**** Study material ****
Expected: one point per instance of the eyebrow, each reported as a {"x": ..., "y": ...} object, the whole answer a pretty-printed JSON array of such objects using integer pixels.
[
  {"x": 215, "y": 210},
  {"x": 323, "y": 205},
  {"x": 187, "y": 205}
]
****
What the task asks:
Output the records in full. Match them exactly.

Answer for the task:
Expected: one point per instance of the eyebrow, each reported as a {"x": ..., "y": ...} object, the whole answer a pretty-printed JSON array of such objects using integer pixels.
[
  {"x": 215, "y": 210},
  {"x": 323, "y": 205},
  {"x": 187, "y": 205}
]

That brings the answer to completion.